AIM —
Return every line of the listing below that contains the word "overcast".

MATERIAL —

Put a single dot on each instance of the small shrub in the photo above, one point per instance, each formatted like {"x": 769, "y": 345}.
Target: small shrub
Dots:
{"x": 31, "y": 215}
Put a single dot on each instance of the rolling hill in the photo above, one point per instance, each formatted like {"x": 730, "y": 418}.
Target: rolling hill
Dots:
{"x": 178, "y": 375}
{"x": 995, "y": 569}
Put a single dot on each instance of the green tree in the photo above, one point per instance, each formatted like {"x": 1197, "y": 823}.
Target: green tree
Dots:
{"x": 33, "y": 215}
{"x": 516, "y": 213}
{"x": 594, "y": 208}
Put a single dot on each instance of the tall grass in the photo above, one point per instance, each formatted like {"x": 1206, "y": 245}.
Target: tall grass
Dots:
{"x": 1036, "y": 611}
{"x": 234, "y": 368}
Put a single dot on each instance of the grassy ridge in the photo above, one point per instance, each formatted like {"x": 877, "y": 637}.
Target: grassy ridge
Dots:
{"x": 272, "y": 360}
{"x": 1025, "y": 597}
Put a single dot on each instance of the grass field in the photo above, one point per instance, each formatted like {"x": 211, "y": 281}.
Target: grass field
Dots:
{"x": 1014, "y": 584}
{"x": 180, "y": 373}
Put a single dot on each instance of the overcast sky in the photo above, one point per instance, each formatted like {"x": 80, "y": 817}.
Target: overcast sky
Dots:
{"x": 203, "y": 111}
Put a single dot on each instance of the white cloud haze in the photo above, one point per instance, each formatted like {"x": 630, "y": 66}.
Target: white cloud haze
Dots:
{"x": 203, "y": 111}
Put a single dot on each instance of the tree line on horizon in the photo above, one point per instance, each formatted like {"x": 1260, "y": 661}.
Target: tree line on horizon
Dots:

==

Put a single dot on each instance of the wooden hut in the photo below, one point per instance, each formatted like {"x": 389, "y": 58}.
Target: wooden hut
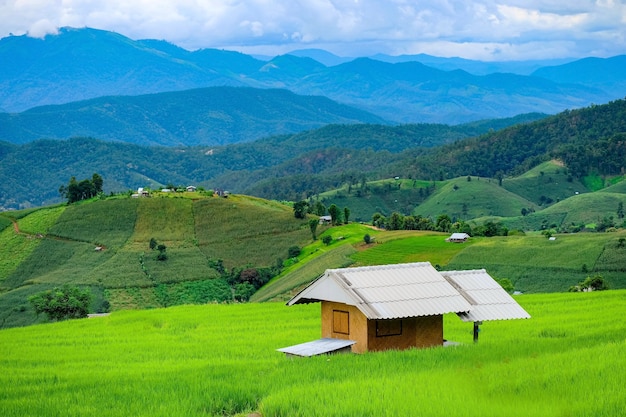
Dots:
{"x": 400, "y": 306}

ANSWER TO THIS TASK —
Put a single dot on each instance of the overcast sky in the photo above, one point per instance, each formatted like {"x": 80, "y": 817}.
Target: overcast sky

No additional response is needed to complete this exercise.